Mutations in KOW4-5 region of Spt5 fail to rescue the lethality caused by Spt5 RNAi in flies. A, Western blotting analysis for ubiquitous expression of Spt5 derivatives in flies. Whole fly samples were prepared from pupae of the matings between Spt5 derivative lines and an actin-Gal4 driver line (BDSC 4414). BDSC 4414 alone was used as a negative control that does not ectopically express Spt5 derivatives. FLAG antibody detects ectopically expressed Spt5 derivatives. Spt5 antibody detects both endogenous and ectopically expressed Spt5. M1BP antibody was used to detect M1BP as a loading control. B, Western blotting analysis for expression of Spt5 derivatives in salivary glands. Glands were isolated from third instar larvae of the matings between Spt5 derivative lines and a salivary gland Gal4 driver line (BDSC 1824). BDSC 1824 alone was used as a negative control. Rpb3 antibody was used to detect Rpb3 as a loading control. C, fly rescue assay for Spt5 derivatives. Spt5 lines with a Gal4-regulated Spt5 RNAi transgene or the Spt5 RNAi line alone were mated to actin-Gal4/CyO (BDSC 4414). In total, 158, 258, 157, 136, and 136 adult flies were generated from Spt5 RNAi, Spt5 WT, Spt5 Δ774–789, Spt5 Δ635–789, and Spt5 (779–784)A, respectively. The percentage of straight wing flies and curly wing flies in the progeny were calculated. Spt5 WT generated more than 30% of straight wing flies. Spt5 Δ635–789 generated less than 1.5% straight wing flies. Spt5 RNAi, Spt5 Δ774–789, and Spt5 (779–784)A generated no straight wing flies.

FIGURE 8.

- - -

→ **Exercise set**:
1: According to the Spt5 figure legend, how many adult flies were generated from Spt5 WT?
2: Name every antibody mentioned in the Spt5 figure legend.
3: Continue the Spt5 figure legend from its last line.

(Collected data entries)
- - -

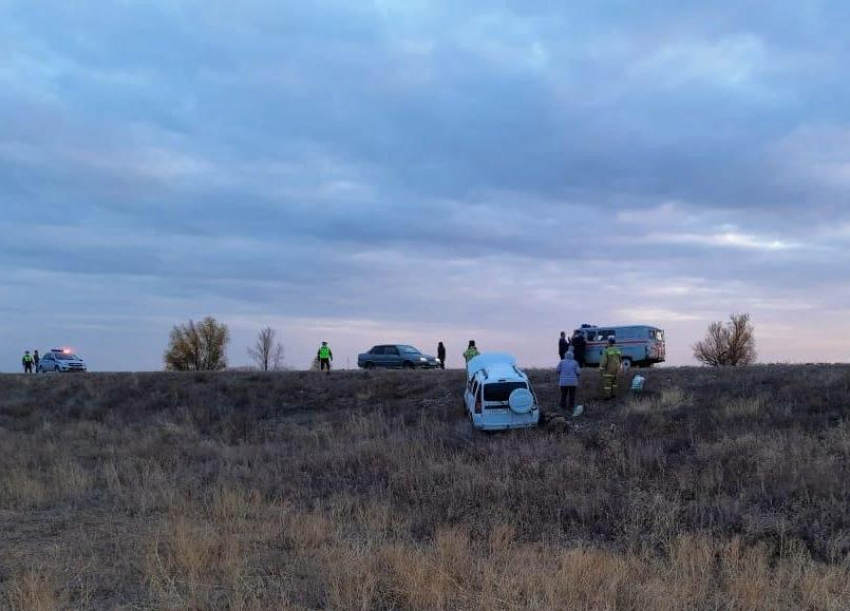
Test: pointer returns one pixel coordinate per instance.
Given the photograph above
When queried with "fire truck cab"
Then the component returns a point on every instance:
(641, 345)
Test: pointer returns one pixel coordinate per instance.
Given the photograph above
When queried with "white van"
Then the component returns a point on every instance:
(498, 394)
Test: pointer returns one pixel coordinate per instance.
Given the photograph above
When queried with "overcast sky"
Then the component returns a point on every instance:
(408, 171)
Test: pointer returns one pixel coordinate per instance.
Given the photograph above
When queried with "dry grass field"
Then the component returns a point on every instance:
(717, 490)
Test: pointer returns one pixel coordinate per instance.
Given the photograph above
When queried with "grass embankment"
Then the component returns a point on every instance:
(720, 490)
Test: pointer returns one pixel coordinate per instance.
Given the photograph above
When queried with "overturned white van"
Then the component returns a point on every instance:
(498, 394)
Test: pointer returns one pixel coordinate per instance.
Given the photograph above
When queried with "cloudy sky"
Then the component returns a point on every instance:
(401, 170)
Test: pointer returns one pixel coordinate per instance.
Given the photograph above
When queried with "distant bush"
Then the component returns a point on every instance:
(732, 343)
(198, 346)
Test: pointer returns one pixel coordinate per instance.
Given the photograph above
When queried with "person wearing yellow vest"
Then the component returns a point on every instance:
(325, 357)
(471, 352)
(610, 364)
(27, 362)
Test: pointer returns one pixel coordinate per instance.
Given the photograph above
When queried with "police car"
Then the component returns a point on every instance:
(61, 360)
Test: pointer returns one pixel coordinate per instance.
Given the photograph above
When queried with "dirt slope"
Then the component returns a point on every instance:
(720, 489)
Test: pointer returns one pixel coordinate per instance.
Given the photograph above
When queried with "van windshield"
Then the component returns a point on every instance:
(501, 391)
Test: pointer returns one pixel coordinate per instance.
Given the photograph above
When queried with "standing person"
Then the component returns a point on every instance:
(325, 357)
(27, 362)
(610, 364)
(471, 352)
(568, 373)
(563, 345)
(579, 347)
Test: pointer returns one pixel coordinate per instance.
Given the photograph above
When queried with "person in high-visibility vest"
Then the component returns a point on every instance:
(325, 357)
(471, 352)
(612, 360)
(27, 362)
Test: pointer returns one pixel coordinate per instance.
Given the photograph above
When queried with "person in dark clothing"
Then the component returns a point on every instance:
(579, 348)
(563, 345)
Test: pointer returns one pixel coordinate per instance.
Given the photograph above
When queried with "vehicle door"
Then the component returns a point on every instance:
(597, 339)
(392, 356)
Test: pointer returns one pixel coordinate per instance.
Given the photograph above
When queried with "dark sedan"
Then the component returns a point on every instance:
(397, 356)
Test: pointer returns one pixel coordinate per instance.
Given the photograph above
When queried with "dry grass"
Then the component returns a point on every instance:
(715, 490)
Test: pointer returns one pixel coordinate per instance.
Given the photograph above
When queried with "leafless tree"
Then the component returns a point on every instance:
(267, 352)
(198, 346)
(730, 344)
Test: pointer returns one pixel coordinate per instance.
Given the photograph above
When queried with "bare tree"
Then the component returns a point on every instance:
(728, 344)
(198, 346)
(267, 352)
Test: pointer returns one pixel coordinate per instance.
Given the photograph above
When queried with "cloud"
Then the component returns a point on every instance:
(404, 170)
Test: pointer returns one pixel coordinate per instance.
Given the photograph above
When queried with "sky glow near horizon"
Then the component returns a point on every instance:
(388, 171)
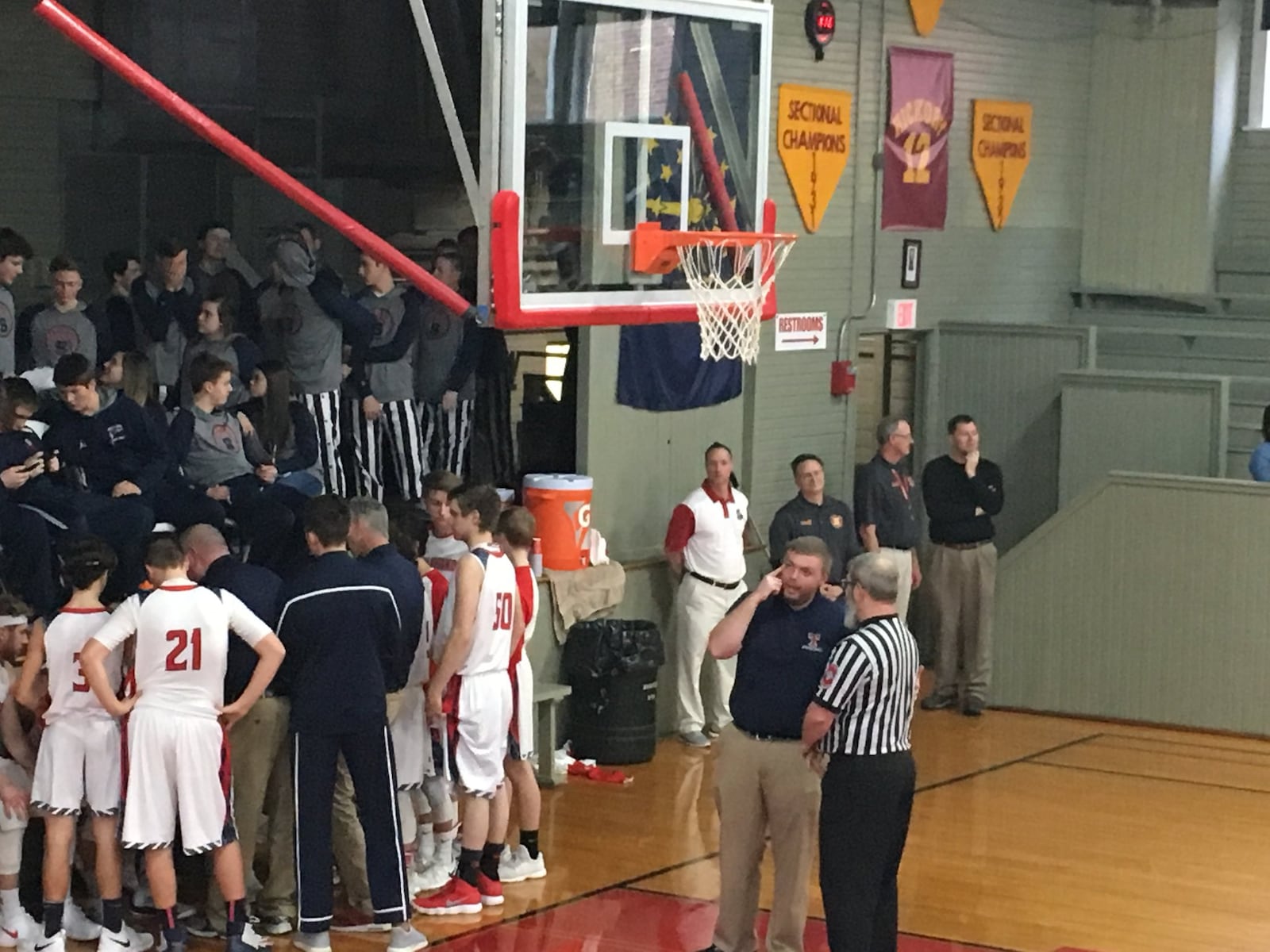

- - -

→ **Answers to the tasks**:
1: 258

2: FLAG antibody, Spt5 antibody, M1BP antibody, Rpb3 antibody

3:
KOW4-5 deletion causes reduced affinity of Spt5 for chromosomes. A, immunofluorescence micrographs of polytene chromosomes of larvae from normal and mutant Spt5 lines mated to the salivary gland driver line BDSC 1824. Signal from FLAG staining is shown in the red channel. Signal from Rpb3 staining is shown in the green channel. DNA staining is shown in the blue channel. All four Spt5 derivatives associated with chromosomes and co-localized with Pol II at many loci. The exposure time was optimized for each channel in each image. B, direct comparison between Spt5 WT and Spt5Δ635–789 on the same slide. MSL-2 staining for the X chromosome of male larvae was used to distinguish males containing one Spt5 transgene and females containing the other Spt5 transgene. A field with chromosomes from both lines was selected for the pictures in the first row. The Spt5 WT and Spt5Δ635–789 chromosomes are outlined with green and red boxes, respectively. Magnified views of the chromosomes in the first row are displayed in the second and third rows. Spt5Δ635–789 showed significantly weaker FLAG signal than Spt5 WT regardless of sex. C, ChIP analysis on the hsp70 promoter. Spt5 WT and Spt5Δ635–789 were mated to salivary gland Gal4 driver line BDSC1824, and glands were prepared for ChIP with FLAG, Rpb3, and Spt5 antibodies. Glands from the BDSC1824 line, which does not express FLAG-tagged protein, was used as a negative control. All three lines showed similar enrichment for Rpb3 and total Spt5. The ChIP signal for FLAG-Spt5 WT was well above background or pre-immune control, whereas the ChIP signal for FLAG-Spt5Δ635–789 was near background. Three or more biological replicates were used for each ChIP experiment. Error bars, S.E.